CHALLENGE — Repeat exactly the lines from the one containing "375, row 222." through the last line of the records below, both included, and nothing else.

Rows from a pointing dataset —
----

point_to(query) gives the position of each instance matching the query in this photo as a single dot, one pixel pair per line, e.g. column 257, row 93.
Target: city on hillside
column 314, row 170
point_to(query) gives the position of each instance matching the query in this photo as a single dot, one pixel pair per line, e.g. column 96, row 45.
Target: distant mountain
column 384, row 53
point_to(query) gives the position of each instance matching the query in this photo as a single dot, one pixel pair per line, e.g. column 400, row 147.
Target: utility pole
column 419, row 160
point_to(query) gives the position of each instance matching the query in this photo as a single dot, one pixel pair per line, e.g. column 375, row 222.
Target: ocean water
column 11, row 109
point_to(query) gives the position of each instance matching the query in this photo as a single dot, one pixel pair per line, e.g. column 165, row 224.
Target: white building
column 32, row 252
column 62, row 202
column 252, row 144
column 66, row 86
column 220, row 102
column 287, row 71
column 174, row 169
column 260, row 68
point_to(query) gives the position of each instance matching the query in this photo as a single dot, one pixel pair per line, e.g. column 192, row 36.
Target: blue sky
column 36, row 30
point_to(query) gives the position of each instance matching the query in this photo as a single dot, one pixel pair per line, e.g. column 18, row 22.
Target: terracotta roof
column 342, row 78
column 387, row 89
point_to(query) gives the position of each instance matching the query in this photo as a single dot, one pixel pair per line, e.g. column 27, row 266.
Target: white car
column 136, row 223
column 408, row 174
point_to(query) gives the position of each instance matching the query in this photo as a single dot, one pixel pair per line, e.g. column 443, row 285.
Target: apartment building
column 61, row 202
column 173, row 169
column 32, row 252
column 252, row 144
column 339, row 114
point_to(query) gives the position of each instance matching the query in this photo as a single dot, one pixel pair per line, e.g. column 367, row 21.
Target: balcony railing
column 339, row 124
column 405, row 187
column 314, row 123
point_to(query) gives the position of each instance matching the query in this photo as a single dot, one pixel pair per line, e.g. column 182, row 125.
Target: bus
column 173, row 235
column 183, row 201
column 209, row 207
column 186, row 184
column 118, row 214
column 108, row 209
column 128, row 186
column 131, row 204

----

PROBLEM SOLUTION —
point_to(query) gives the position of each instance matching the query in this photo as a single dot, one pixel pair per line, e.g. column 375, row 222.
Target: ocean water
column 11, row 109
point_to(query) gives the position of each instance matching the query in this photo as a single dot, one pixel pair per line, e.g. column 165, row 224.
Target: white building
column 32, row 252
column 62, row 202
column 252, row 144
column 66, row 86
column 220, row 102
column 287, row 71
column 174, row 169
column 260, row 68
point_to(query) gives the position of each instance matching the query in this photo as a single dot, one pixel pair per line, e.g. column 192, row 36.
Target: blue sky
column 36, row 30
point_to(query) gives the position of each instance matching the query in this photo as a single dot, one pixel pair per line, e.g. column 18, row 22.
Target: terracotta roof
column 342, row 78
column 387, row 89
point_to(query) gives the position of each instance matching the query in this photo as a single dot, one pixel pair per line, e.g. column 27, row 266.
Target: white car
column 136, row 223
column 408, row 174
point_to(query) gives the position of each instance matching the query in this photo as a single dot, one pixel pair per line, e.g. column 443, row 285.
Target: apartment building
column 61, row 202
column 173, row 169
column 32, row 252
column 252, row 144
column 339, row 114
point_to(query) gives the position of each instance matching the query in this photo as a single dot, one pixel pair per line, e.g. column 367, row 21.
Target: balcony railing
column 339, row 124
column 405, row 187
column 314, row 123
point_to(query) gives the position of each instance matching the query in this photo as a single dot, one pixel pair per line, e.g. column 182, row 125.
Target: bus
column 173, row 235
column 183, row 201
column 209, row 207
column 186, row 184
column 118, row 214
column 108, row 209
column 128, row 186
column 131, row 204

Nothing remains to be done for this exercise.